======== Excerpted records ========

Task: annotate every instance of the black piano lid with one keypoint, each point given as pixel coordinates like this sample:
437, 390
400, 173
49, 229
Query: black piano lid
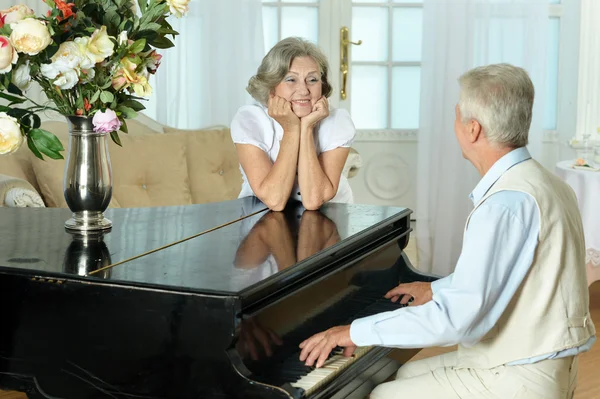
35, 242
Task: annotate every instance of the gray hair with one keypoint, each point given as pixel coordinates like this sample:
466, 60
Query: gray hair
500, 97
276, 64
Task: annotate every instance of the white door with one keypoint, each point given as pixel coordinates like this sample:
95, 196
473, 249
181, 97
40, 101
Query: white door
382, 86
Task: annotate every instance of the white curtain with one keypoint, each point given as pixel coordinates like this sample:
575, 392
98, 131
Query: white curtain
201, 81
460, 35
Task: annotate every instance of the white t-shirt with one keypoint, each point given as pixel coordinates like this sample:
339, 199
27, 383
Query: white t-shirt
253, 125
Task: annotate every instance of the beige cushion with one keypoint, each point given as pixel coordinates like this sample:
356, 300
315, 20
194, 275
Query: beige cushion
212, 164
18, 165
150, 170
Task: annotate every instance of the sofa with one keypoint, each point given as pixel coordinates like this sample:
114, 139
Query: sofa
156, 166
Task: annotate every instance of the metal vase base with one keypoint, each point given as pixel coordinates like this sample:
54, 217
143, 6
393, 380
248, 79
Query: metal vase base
88, 221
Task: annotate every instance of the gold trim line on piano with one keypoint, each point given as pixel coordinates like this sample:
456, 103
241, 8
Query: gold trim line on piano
174, 243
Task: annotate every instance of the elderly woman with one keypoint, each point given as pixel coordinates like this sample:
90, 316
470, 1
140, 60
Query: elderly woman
291, 144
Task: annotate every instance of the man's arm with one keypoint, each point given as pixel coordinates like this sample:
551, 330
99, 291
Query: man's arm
497, 253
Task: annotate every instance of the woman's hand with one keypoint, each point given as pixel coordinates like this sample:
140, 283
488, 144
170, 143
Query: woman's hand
281, 110
319, 112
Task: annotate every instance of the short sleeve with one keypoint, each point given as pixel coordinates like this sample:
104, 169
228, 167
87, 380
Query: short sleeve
337, 130
251, 125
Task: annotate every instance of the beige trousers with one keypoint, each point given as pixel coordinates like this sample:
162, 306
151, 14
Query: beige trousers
437, 378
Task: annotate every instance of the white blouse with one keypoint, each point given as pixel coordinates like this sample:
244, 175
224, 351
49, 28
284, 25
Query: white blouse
253, 125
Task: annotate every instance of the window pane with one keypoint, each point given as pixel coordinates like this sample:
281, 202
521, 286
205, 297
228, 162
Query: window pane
370, 24
551, 103
407, 34
270, 28
300, 21
406, 94
368, 98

========

- **Problem statement**
Write out every line of the rows above as a JSON list of strings, one string per line, with blank lines skipped and the pictures left out.

- **Full solution**
[
  "Task: annotate every instance of the black piano lid with one keypoint, each point given as pixel coordinates like this sample:",
  "437, 390",
  "400, 173",
  "49, 229",
  "Query: black piano lid",
  "35, 242",
  "Task: annotate every instance of the gray hair with one keypoint, each point given as pixel coordinates like this sample:",
  "466, 60",
  "Query: gray hair",
  "500, 97",
  "276, 64",
  "Task: annotate every instance of the white door with one keypoint, each point given as pixel coordinates like this sample:",
  "95, 196",
  "473, 249",
  "181, 97",
  "40, 101",
  "Query: white door",
  "382, 86",
  "Task: annotate every instance of the white curtain with one keypoint, each point given as pixel coordinates like this sample:",
  "575, 392",
  "98, 131",
  "Query: white curtain",
  "201, 81",
  "460, 35",
  "Task: annotate every instance of the white t-shirt with one keypoint, each point given as pixel coordinates like this sample:",
  "339, 199",
  "27, 383",
  "Query: white t-shirt",
  "253, 125",
  "Task: annotate every instance of the beige cushion with one keypoint, each point given as pixel coordinates like this sample:",
  "356, 300",
  "315, 20",
  "194, 275",
  "Query: beige cushion",
  "212, 164",
  "18, 165",
  "150, 170",
  "Task: annotate every instance of the sofa with one keypoint, each point given as pixel coordinates like this sample:",
  "114, 139",
  "Query: sofa",
  "156, 166",
  "Task: annotate every instance of the metal vase base with one keypoint, each point given as pixel coordinates like this sample:",
  "54, 217",
  "143, 6",
  "393, 380",
  "248, 79",
  "Query: metal vase base",
  "88, 221",
  "Task: annotate every instance of the gold trim line on piano with one keypoint, each point given as pixel coordinates like this sample:",
  "456, 103",
  "241, 8",
  "Query: gold trim line on piano",
  "174, 243",
  "Task: annotate every instance of the elderly woman with one keypoint, each point given as pixel coordinates like this sample:",
  "90, 316",
  "470, 1",
  "140, 60",
  "Query: elderly woman",
  "291, 144",
  "Task: annotate every instance of the man's arm with one keypoint, each point given as pixel coordinates like this sample:",
  "551, 330",
  "99, 291",
  "Query: man's arm",
  "497, 253",
  "Task: annotate every instance of the woman's hand with one keypoint, each point given as pixel coordinates like this sample:",
  "140, 283",
  "488, 144",
  "170, 143",
  "Query: woman's hand",
  "281, 110",
  "319, 112",
  "Task: annotate every instance of the short sleeve with one keypoint, each point given as pixel coordinates like this sample:",
  "104, 169",
  "228, 167",
  "87, 380",
  "Query: short sleeve",
  "337, 130",
  "251, 125",
  "Task: annotate every instance of the beige trousers with one keypoint, each point given as pixel coordinates like this sample:",
  "162, 306",
  "151, 14",
  "Query: beige trousers",
  "437, 378",
  "Task: annotate every instance of the white blouse with one keypoint, each point given as pixel coordinates like this sample:",
  "244, 175",
  "224, 351",
  "49, 28",
  "284, 25",
  "Query: white blouse",
  "253, 125",
  "Task: annotate every instance of the window pane with one keypoint, each point given as pixel coordinates like this sample:",
  "281, 202",
  "521, 286",
  "205, 297",
  "228, 162",
  "Query: window pane",
  "370, 24",
  "551, 103",
  "407, 34",
  "270, 28",
  "300, 21",
  "406, 94",
  "368, 98"
]